Scan the data below and copy each line where "given" occurs.
══ INPUT MATERIAL
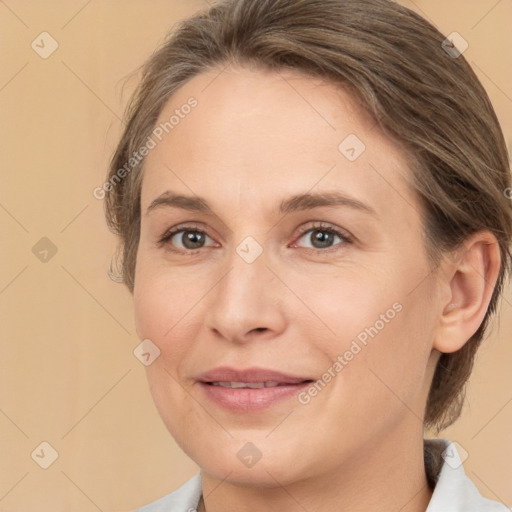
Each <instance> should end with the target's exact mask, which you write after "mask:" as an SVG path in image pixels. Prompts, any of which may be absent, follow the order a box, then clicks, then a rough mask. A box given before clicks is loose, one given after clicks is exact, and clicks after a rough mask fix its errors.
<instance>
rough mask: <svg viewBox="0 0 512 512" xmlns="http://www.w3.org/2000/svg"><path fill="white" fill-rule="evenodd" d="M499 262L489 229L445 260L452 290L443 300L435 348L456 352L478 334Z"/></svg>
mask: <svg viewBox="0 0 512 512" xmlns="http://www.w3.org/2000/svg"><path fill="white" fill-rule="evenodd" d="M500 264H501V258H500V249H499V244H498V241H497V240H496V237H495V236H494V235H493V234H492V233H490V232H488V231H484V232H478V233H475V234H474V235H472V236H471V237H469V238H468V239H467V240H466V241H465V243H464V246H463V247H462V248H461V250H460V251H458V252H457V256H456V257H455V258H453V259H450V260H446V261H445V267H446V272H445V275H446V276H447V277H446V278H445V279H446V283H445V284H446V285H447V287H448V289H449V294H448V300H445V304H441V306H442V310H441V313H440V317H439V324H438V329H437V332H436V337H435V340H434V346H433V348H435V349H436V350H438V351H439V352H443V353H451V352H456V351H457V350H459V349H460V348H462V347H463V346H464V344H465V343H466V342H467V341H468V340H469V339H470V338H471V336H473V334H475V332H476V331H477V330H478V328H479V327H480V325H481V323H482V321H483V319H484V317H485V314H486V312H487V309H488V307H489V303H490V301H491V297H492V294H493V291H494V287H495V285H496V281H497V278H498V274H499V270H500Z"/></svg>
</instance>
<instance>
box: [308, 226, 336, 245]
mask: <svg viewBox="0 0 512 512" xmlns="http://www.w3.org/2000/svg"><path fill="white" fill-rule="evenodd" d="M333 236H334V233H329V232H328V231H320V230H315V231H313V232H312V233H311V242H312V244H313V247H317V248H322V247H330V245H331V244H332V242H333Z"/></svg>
════
══ INPUT MATERIAL
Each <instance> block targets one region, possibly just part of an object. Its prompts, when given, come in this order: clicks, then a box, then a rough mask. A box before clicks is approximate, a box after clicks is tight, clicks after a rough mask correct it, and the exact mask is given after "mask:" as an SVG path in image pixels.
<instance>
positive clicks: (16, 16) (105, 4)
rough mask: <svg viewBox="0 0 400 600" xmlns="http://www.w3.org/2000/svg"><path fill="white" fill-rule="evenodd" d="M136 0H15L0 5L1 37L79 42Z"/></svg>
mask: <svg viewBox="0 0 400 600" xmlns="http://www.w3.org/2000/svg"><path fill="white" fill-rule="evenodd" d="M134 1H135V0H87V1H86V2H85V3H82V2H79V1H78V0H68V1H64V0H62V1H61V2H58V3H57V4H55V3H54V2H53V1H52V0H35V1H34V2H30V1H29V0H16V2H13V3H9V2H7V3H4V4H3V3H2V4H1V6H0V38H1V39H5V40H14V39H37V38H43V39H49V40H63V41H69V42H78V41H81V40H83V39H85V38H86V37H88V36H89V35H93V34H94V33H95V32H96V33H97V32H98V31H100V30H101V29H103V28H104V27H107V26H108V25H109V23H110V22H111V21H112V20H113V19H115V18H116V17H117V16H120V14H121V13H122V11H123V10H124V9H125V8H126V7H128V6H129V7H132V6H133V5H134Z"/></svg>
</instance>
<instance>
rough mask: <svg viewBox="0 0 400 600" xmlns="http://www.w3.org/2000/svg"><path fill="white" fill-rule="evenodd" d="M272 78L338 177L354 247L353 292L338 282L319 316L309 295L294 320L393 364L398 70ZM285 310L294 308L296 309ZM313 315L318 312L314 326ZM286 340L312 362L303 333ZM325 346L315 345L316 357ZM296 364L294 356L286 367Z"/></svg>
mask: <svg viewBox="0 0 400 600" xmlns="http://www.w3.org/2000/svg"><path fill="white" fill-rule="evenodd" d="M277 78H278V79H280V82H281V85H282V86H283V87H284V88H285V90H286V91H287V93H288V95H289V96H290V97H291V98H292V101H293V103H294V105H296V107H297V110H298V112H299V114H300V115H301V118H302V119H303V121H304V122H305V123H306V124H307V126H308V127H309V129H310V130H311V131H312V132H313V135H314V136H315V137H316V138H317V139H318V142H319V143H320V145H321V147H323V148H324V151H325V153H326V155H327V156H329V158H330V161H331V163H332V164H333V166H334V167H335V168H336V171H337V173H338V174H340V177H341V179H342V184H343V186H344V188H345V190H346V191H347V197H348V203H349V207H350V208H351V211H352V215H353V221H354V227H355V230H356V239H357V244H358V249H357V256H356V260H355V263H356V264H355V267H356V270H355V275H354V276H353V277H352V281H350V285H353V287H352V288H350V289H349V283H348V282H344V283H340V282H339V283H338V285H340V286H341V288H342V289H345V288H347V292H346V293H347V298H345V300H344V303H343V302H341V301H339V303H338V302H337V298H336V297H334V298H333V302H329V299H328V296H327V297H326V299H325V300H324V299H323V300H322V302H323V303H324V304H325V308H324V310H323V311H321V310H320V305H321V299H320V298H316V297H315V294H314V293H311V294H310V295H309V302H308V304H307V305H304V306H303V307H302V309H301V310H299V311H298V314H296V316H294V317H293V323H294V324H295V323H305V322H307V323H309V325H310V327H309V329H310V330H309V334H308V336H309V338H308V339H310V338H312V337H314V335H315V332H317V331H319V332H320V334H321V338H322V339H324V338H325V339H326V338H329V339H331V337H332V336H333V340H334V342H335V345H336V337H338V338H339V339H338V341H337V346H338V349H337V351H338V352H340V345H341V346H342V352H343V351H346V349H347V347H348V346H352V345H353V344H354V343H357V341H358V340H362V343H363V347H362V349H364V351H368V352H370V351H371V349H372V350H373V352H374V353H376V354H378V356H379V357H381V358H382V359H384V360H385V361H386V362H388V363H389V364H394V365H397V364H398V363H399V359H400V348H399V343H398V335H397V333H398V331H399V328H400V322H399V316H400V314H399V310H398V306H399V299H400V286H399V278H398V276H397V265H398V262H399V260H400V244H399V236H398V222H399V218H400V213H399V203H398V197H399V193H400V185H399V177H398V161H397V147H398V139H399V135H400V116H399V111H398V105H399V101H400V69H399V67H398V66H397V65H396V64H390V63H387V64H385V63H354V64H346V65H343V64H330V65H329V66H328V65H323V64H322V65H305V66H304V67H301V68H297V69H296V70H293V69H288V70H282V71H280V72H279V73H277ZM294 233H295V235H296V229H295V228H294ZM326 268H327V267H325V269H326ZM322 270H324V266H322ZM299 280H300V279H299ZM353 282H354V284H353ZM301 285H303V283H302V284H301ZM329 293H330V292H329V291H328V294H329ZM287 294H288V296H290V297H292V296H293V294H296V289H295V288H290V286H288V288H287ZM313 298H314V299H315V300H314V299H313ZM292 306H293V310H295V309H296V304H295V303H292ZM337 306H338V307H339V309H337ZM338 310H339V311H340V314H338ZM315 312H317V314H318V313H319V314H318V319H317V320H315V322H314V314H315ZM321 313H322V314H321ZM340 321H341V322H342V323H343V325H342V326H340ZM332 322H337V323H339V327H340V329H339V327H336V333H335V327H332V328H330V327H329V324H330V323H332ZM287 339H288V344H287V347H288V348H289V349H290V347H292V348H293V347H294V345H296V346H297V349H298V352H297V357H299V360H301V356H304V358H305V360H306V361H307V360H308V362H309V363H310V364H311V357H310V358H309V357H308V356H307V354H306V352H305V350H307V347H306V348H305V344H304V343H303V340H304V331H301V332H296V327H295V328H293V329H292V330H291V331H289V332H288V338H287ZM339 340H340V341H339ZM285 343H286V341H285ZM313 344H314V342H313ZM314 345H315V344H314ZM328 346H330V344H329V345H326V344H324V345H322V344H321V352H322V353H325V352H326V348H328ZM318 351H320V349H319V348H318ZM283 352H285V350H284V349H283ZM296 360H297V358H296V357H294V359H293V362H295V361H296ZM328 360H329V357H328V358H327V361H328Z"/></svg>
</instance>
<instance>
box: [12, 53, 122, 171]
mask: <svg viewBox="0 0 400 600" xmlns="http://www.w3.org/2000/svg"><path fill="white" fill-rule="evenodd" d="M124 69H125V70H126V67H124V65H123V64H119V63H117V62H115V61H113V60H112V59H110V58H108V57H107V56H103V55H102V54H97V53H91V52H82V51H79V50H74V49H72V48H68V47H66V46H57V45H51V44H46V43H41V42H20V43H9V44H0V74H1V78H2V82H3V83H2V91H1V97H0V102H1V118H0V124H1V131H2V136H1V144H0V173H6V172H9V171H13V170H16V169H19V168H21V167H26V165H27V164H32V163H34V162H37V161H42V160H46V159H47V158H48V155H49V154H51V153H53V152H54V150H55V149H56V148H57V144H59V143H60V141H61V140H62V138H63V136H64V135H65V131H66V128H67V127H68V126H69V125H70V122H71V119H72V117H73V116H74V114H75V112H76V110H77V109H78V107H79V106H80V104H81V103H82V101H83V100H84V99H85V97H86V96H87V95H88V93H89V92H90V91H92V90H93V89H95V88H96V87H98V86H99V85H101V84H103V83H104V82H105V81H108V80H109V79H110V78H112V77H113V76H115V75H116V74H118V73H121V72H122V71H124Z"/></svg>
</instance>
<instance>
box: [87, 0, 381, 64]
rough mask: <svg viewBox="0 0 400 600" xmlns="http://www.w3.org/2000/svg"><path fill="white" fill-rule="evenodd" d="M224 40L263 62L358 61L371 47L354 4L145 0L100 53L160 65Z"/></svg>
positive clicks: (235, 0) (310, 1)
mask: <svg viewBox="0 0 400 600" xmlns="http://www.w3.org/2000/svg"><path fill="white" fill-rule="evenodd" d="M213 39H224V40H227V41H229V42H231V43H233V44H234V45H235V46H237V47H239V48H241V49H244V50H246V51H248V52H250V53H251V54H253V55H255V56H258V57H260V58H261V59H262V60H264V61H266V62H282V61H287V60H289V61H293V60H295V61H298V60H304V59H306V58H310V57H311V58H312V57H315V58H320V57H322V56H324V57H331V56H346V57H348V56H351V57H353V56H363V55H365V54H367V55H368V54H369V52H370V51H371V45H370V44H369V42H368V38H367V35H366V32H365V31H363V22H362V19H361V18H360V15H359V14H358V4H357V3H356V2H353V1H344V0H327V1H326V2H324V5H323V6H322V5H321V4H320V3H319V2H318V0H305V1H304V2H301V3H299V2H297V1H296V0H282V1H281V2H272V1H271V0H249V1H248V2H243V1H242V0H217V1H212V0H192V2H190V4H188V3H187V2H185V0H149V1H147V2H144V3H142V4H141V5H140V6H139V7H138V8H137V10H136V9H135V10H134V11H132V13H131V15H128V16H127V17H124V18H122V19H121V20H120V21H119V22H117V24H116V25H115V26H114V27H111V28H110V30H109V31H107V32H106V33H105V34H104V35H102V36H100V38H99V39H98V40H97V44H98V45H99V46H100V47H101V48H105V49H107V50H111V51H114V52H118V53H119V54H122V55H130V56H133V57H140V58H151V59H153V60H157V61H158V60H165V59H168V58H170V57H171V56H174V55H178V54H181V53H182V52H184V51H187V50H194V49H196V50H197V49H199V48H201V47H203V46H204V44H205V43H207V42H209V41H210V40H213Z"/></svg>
════
══ INPUT MATERIAL
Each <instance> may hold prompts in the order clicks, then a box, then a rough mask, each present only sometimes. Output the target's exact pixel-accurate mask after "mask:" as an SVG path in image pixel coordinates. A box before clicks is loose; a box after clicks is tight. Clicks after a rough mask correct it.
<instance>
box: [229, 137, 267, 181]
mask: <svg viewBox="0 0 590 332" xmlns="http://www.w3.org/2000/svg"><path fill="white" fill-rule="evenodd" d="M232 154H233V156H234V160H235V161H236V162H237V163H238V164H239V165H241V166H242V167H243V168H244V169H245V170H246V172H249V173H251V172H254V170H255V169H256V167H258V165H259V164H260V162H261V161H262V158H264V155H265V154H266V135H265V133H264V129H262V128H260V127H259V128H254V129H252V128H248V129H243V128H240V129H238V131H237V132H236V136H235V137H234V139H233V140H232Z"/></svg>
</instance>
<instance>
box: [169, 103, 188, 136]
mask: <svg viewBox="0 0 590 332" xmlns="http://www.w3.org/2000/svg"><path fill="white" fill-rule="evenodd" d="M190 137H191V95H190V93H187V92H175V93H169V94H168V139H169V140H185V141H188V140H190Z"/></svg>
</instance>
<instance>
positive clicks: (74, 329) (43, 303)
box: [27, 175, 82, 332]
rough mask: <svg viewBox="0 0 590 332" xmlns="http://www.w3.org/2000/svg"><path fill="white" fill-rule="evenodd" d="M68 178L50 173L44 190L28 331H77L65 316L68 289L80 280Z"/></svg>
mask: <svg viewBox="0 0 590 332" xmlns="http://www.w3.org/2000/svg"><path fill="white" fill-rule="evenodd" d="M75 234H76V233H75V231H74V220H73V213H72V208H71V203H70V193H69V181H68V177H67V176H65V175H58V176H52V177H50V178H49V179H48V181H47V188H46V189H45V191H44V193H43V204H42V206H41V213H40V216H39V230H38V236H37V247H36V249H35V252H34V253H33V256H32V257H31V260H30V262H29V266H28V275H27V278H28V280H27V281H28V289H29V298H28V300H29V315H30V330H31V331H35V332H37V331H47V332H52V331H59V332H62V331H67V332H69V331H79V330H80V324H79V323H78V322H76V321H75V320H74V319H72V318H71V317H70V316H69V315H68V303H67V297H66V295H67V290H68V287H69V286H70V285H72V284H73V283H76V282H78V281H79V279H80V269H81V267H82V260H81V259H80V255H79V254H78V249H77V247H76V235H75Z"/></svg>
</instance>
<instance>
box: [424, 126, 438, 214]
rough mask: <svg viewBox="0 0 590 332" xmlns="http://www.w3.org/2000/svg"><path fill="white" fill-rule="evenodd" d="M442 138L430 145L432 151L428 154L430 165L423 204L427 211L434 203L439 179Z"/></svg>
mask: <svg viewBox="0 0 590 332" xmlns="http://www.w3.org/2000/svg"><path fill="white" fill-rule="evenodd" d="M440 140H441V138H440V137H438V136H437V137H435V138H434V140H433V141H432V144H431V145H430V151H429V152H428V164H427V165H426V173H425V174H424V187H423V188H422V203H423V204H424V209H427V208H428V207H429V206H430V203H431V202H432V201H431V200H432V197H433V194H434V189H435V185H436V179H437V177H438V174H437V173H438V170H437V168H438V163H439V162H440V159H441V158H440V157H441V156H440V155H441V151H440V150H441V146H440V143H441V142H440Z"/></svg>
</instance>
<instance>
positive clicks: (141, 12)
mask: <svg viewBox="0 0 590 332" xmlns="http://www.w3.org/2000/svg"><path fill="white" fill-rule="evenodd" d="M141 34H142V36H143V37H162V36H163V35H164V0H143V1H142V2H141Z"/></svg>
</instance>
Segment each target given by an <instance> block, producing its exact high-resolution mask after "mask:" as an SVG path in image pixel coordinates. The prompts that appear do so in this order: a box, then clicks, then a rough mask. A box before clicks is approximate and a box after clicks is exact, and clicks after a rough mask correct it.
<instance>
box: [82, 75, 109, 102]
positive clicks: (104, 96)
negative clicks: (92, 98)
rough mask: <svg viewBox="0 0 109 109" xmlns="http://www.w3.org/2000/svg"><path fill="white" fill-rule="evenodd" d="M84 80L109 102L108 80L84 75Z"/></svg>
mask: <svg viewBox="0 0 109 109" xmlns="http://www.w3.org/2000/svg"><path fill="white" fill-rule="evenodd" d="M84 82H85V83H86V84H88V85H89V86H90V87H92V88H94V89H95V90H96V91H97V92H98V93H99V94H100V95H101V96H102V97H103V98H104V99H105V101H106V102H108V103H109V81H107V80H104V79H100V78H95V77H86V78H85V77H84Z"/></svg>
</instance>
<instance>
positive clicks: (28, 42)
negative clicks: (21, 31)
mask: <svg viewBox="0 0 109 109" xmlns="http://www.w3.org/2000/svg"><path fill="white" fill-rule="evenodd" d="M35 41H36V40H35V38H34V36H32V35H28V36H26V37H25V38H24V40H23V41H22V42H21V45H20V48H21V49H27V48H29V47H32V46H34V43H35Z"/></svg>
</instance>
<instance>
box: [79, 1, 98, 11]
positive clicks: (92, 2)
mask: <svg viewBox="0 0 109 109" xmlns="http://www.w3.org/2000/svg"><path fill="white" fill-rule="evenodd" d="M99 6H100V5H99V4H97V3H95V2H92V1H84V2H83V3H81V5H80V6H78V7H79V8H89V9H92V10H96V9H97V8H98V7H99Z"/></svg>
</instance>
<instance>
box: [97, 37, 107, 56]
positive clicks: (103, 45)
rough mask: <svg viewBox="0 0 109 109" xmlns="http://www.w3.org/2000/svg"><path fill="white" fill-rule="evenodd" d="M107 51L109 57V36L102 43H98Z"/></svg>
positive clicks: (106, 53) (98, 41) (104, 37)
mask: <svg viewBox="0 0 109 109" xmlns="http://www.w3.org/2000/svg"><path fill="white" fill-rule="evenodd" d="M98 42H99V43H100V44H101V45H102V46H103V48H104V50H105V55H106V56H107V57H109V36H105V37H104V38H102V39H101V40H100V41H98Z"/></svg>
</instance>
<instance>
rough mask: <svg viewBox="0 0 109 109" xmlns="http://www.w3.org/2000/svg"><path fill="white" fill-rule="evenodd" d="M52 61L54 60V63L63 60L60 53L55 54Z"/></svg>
════
■ EXERCISE RESULT ■
Each <instance> should end with the target's exact mask, which you write after "mask:" as an SVG path in image pixels. Prompts, any of which may be absent, follow the order a box, then clicks, then a rough mask. A box given before clicks is loose, one given after clicks is exact, and clicks after a rough mask fix its errors.
Each <instance> block targets one region, possibly just part of an object. Its prompts, when given, come in this order: clicks, then a box, then a rough mask. A box before clicks is approximate, a box after clicks is tight, clicks after a rough mask correct it, and the exact mask is given after "mask:" as an SVG path in image pixels.
Segment each target given by an <instance> block, producing its exact high-resolution mask after "mask:" as an SVG path in image pixel coordinates. The prompts that appear do so in this order: a box, then clicks, then a rough mask. A box before clicks is approximate and a box after clicks is exact, and clicks after a rough mask correct it.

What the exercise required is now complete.